UK GDP could be boosted by £12-40 billion from migration of skilled Hong Kongers

July 6, 2020

The Foreign Secretary has developed proposals for a bespoke immigration route for the 2.8 million Hong Kong people who currently have the status of being British Nationals (Overseas) and their dependants. They will be granted five years leave to remain in the UK, with the right to work or study; after these five years, they will be able to apply for settled status; and after a further 12 months with settled status, they will be able to apply for citizenship


The potential influx of workers from Hong Kong could provide a significant stimulus to the UK economybut how much? Our conservative first estimate of their contribution to GDP is based on working out how many people might migrate and converting that to potential economic output through the additional labour force. Obviously not all the 2.8 million eligible individuals will migrate to the UK and of those who do so, they are unlikely to do so all at the same time. We have looked at some numbers to try and estimate how many might come. Those directly eligible will have to have been resident prior to 1997, so they will all be at least of working age, though dependants need not be.


One group that might be likely to migrate are those who have maintained their BN(O) passport and thus have maintained an ongoing link to the UK. This comes to 350,000 people. Another group might be those who have been protesting. Almost 800,000 individuals took part in the protests out of a population of 7.5 million, more than 10% of the population. Our cautious assumption of the number of potential migrants is 300,000. Our less cautious assumption is 1 million.


Using a field study of the protestors in Hong Kong, 60% of individuals are under 30, while 22% are 30-45. [1]. Given the majority are middle-aged or young, their productivity currently could be just below the general Hong Kong average [2]. Translating this into sterling, it suggests that potential workers from Hong Kong had an average economic productivity of £69,900 in 2019, though their productivity in the UK might end up being somewhat different because of factors such as infrastructure, general working methods, culture and proficiency in the local language.

--

*TASKS TO CARRY OUT*.
(A) According to the Hong Kong migration article, how many people have kept their BN(O) passport?
(B) Please restate the Hong Kong migration article, everything from "One group that" down to "is 1 million.", swapping "ongoing link" for "continuing connection".
(C) Carry on the Hong Kong migration article past its last sentence.

*DATA LINES*.
--

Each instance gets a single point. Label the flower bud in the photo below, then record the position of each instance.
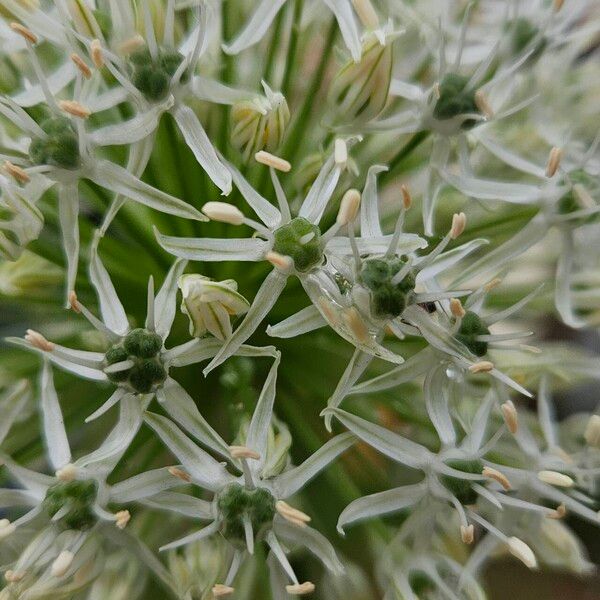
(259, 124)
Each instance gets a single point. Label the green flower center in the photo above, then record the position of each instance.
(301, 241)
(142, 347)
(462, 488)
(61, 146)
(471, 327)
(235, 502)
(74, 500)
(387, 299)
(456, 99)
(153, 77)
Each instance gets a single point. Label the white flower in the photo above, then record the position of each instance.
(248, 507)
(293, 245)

--

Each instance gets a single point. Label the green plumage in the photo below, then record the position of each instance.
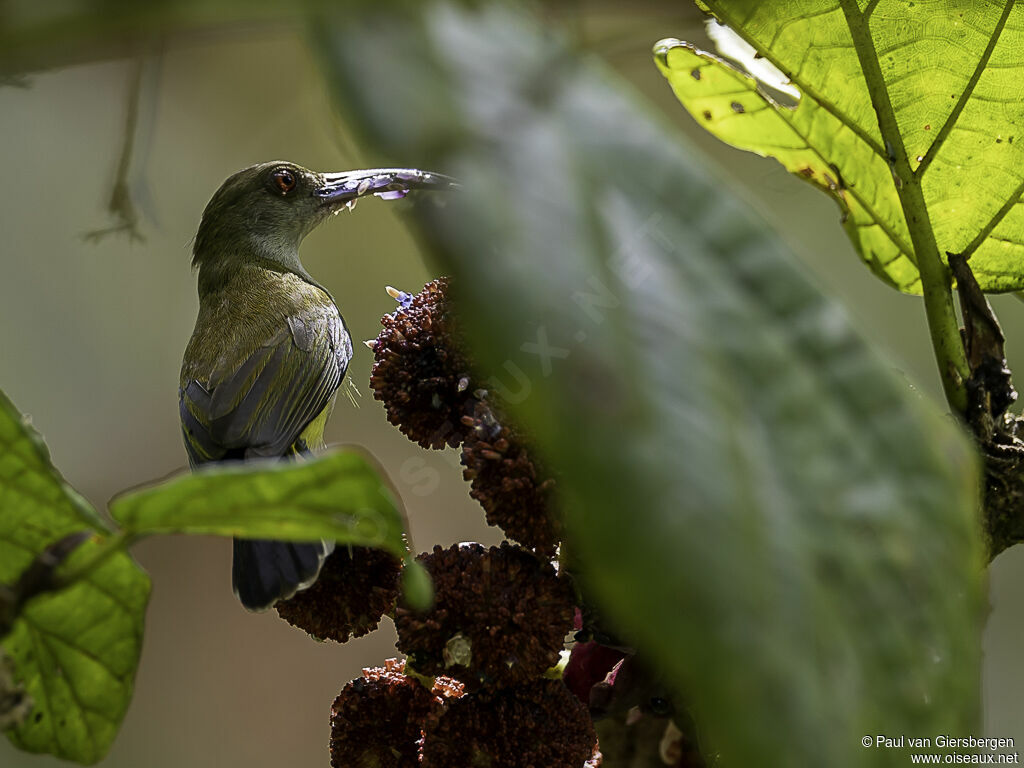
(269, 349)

--

*RESULTS OF THE TASKS*.
(A) 350,000 people.

(B)
One group that might be likely to migrate are those who have maintained their BN(O) passport and thus have maintained an continuing connection to the UK. This comes to 350,000 people. Another group might be those who have been protesting. Almost 800,000 individuals took part in the protests out of a population of 7.5 million, more than 10% of the population. Our cautious assumption of the number of potential migrants is 300,000. Our less cautious assumption is 1 million.

(C)
As a baseline though, should 300,000 people migrate to the UK, the UK’s economy could benefit from a £12 billion stimulus. This is unlikely to be the full extent to the impact; those eligible to move to the UK may have dependants who will eventually add to the UK economy once through schooling. Additionally, a  greater proportion of eligible individuals may immigrate over a longer period – on top of the impact of having a relatively young population of immigrants with rapidly improving skills during their working lives. If 1 million individuals immigrate over a five year period, the UK could benefit from their productivity leading to an eventual economic stimulus of £40 billion.


This static estimate of the impact on the UK seems likely to understate the full impact. In his book ‘The Flat White Economy’ describing the digital and tech jobs that many of the new migrants are likely to take up, Cebr founder Douglas McWilliams has argued that the impact of migration on growth is more than proportionate because migrants are outside their comfort zone and likely to be even more productive than hitherto. He also argues that immigration boosts the productivity of the domestic labour force by showing them different ways of doing things and by stimulating their creativity. Another factor contributing to the full impact will be the potential move of Hong Kong assets into the UK, which might be made easier and more convenient by the settlement offer.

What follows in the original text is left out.